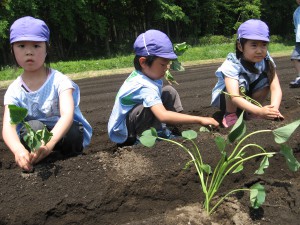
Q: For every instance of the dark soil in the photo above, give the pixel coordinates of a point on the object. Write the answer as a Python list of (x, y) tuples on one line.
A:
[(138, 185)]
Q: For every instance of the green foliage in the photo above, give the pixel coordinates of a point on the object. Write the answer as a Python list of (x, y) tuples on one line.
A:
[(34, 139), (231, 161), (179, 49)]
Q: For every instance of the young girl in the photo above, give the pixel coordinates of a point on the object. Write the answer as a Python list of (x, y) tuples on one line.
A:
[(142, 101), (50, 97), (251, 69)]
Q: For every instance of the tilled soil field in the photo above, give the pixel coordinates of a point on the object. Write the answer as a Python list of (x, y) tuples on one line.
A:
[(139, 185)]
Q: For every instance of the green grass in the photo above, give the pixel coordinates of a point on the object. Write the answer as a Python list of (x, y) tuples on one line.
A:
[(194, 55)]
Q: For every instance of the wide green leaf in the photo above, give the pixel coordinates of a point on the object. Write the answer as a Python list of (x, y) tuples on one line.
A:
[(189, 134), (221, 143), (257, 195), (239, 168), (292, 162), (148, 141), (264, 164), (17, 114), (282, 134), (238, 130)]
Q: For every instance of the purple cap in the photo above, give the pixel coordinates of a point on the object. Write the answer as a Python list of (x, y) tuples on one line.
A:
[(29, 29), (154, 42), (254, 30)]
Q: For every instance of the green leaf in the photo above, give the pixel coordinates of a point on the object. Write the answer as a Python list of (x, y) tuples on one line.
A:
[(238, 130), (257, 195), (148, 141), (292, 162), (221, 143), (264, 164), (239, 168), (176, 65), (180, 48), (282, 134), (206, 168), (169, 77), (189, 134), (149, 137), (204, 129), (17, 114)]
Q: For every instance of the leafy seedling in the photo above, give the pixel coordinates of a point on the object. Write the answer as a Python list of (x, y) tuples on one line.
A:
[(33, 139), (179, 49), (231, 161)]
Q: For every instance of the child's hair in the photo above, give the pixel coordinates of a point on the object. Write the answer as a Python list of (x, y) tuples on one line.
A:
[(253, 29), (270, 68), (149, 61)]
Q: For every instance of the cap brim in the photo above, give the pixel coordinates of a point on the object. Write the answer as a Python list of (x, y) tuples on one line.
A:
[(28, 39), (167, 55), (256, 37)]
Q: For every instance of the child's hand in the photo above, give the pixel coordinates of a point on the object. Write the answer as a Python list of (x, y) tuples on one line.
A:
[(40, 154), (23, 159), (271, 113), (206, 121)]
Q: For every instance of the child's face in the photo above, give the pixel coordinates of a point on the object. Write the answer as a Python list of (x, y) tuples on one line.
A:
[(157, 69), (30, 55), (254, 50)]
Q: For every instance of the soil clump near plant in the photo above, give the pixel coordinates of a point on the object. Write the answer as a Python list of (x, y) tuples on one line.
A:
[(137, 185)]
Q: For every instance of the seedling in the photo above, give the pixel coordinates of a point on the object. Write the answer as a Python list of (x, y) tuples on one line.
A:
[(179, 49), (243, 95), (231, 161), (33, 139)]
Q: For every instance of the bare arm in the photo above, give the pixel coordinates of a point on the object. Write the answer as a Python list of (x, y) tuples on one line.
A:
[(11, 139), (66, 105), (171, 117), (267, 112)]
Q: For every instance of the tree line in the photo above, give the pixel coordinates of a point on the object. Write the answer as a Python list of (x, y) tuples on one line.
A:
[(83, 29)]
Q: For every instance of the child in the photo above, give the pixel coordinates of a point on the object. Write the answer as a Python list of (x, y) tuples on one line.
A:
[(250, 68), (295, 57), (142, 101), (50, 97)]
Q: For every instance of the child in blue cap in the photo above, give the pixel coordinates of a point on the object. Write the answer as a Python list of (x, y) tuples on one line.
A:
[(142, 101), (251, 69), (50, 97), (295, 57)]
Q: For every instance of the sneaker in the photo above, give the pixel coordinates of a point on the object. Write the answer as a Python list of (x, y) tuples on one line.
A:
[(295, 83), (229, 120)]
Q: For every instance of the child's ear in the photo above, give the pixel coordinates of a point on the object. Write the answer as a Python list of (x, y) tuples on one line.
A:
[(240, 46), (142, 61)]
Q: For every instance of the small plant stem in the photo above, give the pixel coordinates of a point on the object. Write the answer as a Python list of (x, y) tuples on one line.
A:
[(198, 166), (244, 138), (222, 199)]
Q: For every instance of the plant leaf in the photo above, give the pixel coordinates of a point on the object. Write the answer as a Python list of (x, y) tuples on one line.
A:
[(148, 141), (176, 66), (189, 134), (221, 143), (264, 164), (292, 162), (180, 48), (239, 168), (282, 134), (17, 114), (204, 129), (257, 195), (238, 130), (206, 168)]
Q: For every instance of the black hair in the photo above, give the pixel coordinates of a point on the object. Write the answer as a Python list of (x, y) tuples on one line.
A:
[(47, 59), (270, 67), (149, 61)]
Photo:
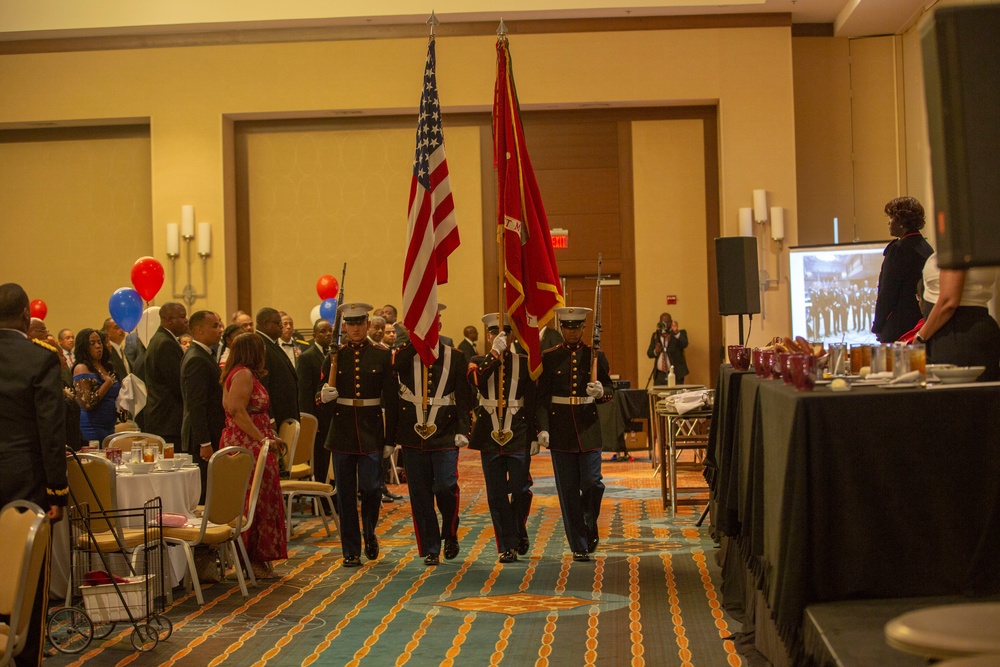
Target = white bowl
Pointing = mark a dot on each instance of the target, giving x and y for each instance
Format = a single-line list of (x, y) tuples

• • • • •

### PROBLEM DETAILS
Repeat the listing above word for word, leaving out the pictures.

### REPLY
Q: For every instance of the dark soil in the photo above, give the pixel coordinates of a point on the object. Write the answer as a Python list of (x, y) tuples on one line.
A:
[(138, 185)]
Q: For every instance of the green foliage in the photo above, give the pixel coordinates of a point on the object. Write the answer as a Python list of (x, y) tuples on one line.
A:
[(34, 139), (231, 161), (179, 49)]
Q: For every instance of the young girl in the photo above, give the pixel coordinates of a point on the object. Write the answer as a Python list of (x, y) tuples on one line.
A:
[(142, 101), (50, 97), (251, 69)]
Q: For every instance of the tilled soil field in the photo above, give the pixel coordinates of a point on the object. Write the answer as a Python list of (x, y) tuples on one line.
A:
[(139, 185)]
Q: For every instance of the green grass in the photo above, give the pixel coordinates of a point on the object. Write the answer as a Python list of (x, y) tuples on one line.
A:
[(194, 55)]
Q: For every instance of the wide green leaf in the photo above, give the pixel coordinates of a point on the object. Write the answer as a Python list of (x, y) tuples on one line.
A:
[(189, 134), (221, 143), (257, 195), (239, 168), (292, 162), (148, 141), (264, 164), (17, 114), (282, 134), (238, 130)]
Q: For every instance of the purple cap in the photo above, give the pixel coordinates of a point on the object. Write the answer as a Python list of (x, y) tuples on one line.
A:
[(29, 29), (154, 42), (254, 30)]
Q: For every instance of the green leaf in the photo above, give the pixel coordinates of a point on the object. Write the answer as a Python list of (x, y) tuples on one line.
A:
[(238, 130), (257, 195), (148, 141), (292, 162), (221, 143), (264, 164), (239, 168), (176, 65), (180, 48), (282, 134), (206, 168), (169, 77), (189, 134), (149, 137), (204, 129), (17, 114)]
Q: For every instance of the leafy seedling in the photo above, give the pixel coordinates of a point on the object. Write the answer as a Python list of (x, y) tuples on one line.
A:
[(33, 139), (179, 49), (231, 161)]
Q: For every instance of the child's hair in the photo above, give the pixel coordinates of a point on the object. Write the answer as a Python list of (x, y) tuples on one line.
A:
[(253, 29), (270, 68), (149, 61)]
Q: For every instance of the cap brim in the photo above, give the pixel coordinates of a point on the object. Write the answer as a Python list of (x, y) tuples on one line.
A:
[(28, 39), (167, 55), (256, 37)]
Q: For every instance of the child's hand in the photo above, give the pixel coordinates of a point on the object. Write the answer as a Python list of (x, y) tuples on one line.
A:
[(40, 154), (23, 159), (271, 113), (206, 121)]
Q: For every instance of the child's face in the photo above, give the pixel coordinates of a point on the object. Write the answer as a Python list of (x, y) tuples on one line.
A:
[(157, 69), (30, 55), (254, 50)]
Q: For every instance of the soil clump near plant in the photo above, give the pixel coordinates of a point on the object. Write the answer as a Python list of (x, y) tuples on one line.
A:
[(137, 185)]
Q: For every instance of the seedling in the photo above, give the pixel coordinates of a point on the object. Write the answer as a Python list of (x, y) tuples on one line.
A:
[(179, 49), (243, 95), (231, 161), (33, 139)]
Q: For every instance of the bare arm in the photo above, give the pixel coordinates of a point on the object. Write the answer as a Python list of (x, y) tuples on one line.
A:
[(11, 139), (66, 105), (171, 117), (267, 112)]
Q: For every instance of the tree line in the photo above, give the pixel coordinates of a point on the object. Write the answer as a Python list of (x, y) tuples on one line.
A:
[(83, 29)]
Q: For every instance of the child in the photo above, give the pixel coordinates of a point on the object. Write the answer as a Python list of (x, y) tuples on one line.
A:
[(250, 68), (295, 57), (142, 101), (50, 97)]
Q: For every instance of the child in blue cap in the photo above, give the pixel coordinates of a point on the object. Write the answer as a Python list of (x, y) tuples on one line.
A:
[(142, 101), (251, 69), (50, 97), (295, 57)]
Q: For every instance of the sneaker in the photo above, give the pixel coordinates of a point on the object. Write the answer as a Python list of (x, y) tuples on one line.
A:
[(295, 83), (229, 120)]
Q: For every instance of the child's ear in the photo above, give the pixel coordinates of a point on the object. Write the answer as a Python list of (x, y) tuples on one line.
A:
[(240, 46), (142, 61)]
Q: For every instance of the small plant stem in the photo above, give the pixel coordinates of a point on the object. Write the answer as a Python list of (x, y) tuples on one line.
A:
[(198, 166), (244, 138), (222, 199)]
Q: For every instance of the plant leaf in the photo above, give the pixel coordinates of a point on the object. Write the answer as a Python list of (x, y) tuples on one line.
A:
[(148, 141), (176, 66), (189, 134), (221, 143), (264, 164), (292, 162), (180, 48), (239, 168), (282, 134), (17, 114), (204, 129), (257, 195), (238, 130), (206, 168)]
Q: For every instance of the black hair in the photo above, give the pixel coordinates of a point on the object. Write the answer as a Python list of (x, y) tuples on one line.
A:
[(47, 59), (270, 67), (149, 61)]
Photo:
Target = white bowl
Pointing = mark a dot on each instance of the target, giving x and y for each instance
Format = a single-line list of (x, y) tuples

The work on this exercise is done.